# Start of PASSAGE GIVEN

Vadim

Thanks for the sample code - both of these look quite a bit more
complicated than the samples in the XSP Logicsheet, but I will work
through them to try and understand both the grammar and logic.

Please excuse my ignorance, but I am still unclear as to how these are
actually *used*.  Is there also a simple.xml file that has has tags that
'call' these sheets?  Can I use the original example?  Also, what does
the sitemap pipeline be that will enable these files to actually be
processed by Cocoon?

Thanks in advance for help
Derek

D Hohls
CSIR Environmentek
PO Box 17001
Kwa-Zulu Natal
South Africa
4013


>>> [EMAIL PROTECTED] 02/03/02 00:03 AM >>>
Try attached example. Put under docs/samples/xsp directory in the Cocoon
sample webapp. Let me know if it was helpful for you.

PS: Note that logicsheet was declared right after <xsp:page> element, no
spaces or tags:

<xsp:page language="java"
          xmlns:xsp="http://apache.org/xsp";
          xmlns:xsp-request="http://apache.org/xsp/request/2.0";
          xmlns:xsp-hello="http://apache.org/xsp/hello/1.0";
><xsp:logicsheet location="docs/samples/xsp/logicsheet.xsl"/>

Vadim

> -----Original Message-----
> From: Derek Hohls [mailto:[EMAIL PROTECTED]]
> Sent: Saturday, February 02, 2002 3:43 PM
> To: [EMAIL PROTECTED]
> Cc: Derek Hohls
> Subject: C2 Newbie: XSP Logicsheet in sitemap ?
> 
> As an ex-Cocoon1 user, I am trying to move all my applications across
to
> C2.  I can see that there are a lot of conceptual chnages that I need
to
> understand to make full use of C2's functionality.
> 
> Right now I am trying to see how to use XSP/logic sheets.  I have
tried
> to implement the examples shown in the XSP Logicsheet Guide, in the C2
> documentation, but have got stuck.

# End of PASSAGE GIVEN
# Start of RECORDS SHOWN

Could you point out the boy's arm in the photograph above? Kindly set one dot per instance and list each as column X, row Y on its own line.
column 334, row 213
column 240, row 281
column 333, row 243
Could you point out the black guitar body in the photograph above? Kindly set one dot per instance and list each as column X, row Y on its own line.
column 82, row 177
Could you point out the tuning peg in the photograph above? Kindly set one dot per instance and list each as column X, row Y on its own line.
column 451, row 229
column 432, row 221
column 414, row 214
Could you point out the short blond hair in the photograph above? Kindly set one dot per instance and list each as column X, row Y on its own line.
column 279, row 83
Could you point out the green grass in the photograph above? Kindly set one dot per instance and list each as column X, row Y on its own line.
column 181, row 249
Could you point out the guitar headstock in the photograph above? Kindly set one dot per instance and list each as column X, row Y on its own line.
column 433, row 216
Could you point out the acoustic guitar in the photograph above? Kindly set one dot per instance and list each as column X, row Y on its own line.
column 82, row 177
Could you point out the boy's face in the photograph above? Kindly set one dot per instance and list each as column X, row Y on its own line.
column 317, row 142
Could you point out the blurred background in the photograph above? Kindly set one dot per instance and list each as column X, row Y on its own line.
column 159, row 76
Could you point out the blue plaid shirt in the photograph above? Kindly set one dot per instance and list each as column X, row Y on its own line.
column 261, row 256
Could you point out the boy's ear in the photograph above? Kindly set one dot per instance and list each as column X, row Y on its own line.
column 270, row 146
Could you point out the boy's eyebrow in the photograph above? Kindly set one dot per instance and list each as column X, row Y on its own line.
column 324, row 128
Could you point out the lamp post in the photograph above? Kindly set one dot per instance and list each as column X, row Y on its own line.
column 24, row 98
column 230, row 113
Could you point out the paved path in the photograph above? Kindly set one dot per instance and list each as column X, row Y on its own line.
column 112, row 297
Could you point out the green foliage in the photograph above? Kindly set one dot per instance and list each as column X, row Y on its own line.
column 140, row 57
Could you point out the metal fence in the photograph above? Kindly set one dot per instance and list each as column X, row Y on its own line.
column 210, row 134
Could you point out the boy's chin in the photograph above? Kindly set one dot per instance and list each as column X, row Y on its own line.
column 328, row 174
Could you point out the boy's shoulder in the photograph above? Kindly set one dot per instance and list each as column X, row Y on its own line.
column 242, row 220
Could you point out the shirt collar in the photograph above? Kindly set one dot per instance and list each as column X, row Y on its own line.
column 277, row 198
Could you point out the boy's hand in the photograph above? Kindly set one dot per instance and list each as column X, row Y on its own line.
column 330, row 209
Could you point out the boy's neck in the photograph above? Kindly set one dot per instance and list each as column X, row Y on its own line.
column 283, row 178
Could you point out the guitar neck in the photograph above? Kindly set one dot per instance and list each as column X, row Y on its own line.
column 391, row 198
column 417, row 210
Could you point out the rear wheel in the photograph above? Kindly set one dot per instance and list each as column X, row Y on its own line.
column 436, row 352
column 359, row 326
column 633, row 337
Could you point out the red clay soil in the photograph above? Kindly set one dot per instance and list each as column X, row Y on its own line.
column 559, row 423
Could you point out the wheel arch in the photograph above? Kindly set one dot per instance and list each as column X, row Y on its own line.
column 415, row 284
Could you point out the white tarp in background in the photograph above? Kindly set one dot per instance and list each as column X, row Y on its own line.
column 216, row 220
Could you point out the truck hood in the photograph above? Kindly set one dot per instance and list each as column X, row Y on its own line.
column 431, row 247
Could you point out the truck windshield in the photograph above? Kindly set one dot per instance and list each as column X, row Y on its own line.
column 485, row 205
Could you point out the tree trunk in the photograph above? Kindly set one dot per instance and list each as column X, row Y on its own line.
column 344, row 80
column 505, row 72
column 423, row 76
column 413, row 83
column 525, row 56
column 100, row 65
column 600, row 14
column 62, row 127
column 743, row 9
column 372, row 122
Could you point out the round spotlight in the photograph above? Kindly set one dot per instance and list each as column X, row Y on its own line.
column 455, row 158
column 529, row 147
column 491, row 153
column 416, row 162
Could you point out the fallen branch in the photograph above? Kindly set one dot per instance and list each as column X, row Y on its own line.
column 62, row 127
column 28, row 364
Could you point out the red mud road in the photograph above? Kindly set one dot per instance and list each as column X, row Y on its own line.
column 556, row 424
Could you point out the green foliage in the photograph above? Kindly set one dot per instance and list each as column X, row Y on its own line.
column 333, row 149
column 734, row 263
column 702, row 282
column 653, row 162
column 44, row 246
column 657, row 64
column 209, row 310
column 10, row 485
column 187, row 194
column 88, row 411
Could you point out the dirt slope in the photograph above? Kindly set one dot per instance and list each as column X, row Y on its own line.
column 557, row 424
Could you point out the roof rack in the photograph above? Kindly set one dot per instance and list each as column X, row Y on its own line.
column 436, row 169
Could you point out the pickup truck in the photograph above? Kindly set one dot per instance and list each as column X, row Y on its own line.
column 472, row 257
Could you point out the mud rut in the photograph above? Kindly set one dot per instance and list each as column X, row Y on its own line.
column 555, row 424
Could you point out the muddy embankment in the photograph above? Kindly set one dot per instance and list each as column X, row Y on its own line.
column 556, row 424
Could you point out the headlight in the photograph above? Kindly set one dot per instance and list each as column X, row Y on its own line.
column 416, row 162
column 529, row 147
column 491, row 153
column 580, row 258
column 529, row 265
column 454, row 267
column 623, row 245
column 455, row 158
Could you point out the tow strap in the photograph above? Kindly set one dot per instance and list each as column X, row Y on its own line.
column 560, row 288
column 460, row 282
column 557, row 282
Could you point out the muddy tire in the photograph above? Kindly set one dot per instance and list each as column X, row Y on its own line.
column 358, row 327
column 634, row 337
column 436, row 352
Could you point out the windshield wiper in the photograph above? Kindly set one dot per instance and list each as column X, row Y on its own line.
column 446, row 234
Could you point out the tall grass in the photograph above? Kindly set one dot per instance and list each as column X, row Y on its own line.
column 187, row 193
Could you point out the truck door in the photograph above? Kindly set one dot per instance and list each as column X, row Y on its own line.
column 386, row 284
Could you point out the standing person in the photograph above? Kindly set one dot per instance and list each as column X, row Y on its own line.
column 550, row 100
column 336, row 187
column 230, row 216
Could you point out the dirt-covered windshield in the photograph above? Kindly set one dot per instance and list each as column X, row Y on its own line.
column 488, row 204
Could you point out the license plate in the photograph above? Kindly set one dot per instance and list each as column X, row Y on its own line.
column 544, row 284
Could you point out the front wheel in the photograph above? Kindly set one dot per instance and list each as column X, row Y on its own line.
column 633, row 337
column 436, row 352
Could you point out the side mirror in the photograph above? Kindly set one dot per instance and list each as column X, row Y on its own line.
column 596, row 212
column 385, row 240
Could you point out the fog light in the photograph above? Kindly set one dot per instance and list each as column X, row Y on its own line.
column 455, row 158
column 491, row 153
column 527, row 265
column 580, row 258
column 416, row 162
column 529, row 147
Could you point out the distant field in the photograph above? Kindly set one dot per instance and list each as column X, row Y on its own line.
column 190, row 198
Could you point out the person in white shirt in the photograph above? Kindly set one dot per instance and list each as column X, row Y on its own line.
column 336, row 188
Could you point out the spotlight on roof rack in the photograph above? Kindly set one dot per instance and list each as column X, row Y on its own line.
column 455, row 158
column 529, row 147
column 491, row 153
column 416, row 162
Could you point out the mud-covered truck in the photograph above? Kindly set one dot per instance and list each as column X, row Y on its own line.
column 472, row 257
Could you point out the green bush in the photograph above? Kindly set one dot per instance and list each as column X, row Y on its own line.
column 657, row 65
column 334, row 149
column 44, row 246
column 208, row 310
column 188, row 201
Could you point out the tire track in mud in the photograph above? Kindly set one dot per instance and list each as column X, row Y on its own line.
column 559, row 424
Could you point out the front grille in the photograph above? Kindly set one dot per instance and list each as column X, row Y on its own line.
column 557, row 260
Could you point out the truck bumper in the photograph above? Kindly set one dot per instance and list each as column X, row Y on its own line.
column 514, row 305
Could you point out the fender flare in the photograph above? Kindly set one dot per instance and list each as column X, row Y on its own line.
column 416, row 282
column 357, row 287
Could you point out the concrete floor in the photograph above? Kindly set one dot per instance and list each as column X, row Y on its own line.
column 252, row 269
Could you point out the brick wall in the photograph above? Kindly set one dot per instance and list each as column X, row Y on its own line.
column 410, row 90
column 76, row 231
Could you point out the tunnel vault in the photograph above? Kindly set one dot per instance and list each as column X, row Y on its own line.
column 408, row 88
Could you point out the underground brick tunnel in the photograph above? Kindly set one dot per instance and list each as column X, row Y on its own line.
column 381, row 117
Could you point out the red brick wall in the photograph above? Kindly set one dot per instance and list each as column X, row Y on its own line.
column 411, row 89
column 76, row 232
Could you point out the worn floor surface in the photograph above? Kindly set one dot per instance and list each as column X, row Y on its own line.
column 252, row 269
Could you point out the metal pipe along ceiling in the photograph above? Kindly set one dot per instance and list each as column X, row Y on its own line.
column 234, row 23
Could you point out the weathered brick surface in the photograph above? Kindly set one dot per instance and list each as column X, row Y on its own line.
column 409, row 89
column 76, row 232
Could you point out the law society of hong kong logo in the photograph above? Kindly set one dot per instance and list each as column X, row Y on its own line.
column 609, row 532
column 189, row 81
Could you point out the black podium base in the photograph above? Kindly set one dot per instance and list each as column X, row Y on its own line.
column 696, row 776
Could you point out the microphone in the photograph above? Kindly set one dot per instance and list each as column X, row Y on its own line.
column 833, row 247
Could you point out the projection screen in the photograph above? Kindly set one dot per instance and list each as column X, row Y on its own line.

# End of RECORDS SHOWN

WHAT TO DO:
**1)** According to the email, where should the attached example be put?
**2)** Please substitute "broken branch" for "fallen branch" in the records, from the line containing "Could you point out the fallen" down to the line containing "column 28, row 364", and give only those lines back.
The email and the records were taken from separate sources.

WRITTEN RESPONSES:
**1)** Under the docs/samples/xsp directory in the Cocoon sample webapp.

**2)**
Could you point out the broken branch in the photograph above? Kindly set one dot per instance and list each as column X, row Y on its own line.
column 62, row 127
column 28, row 364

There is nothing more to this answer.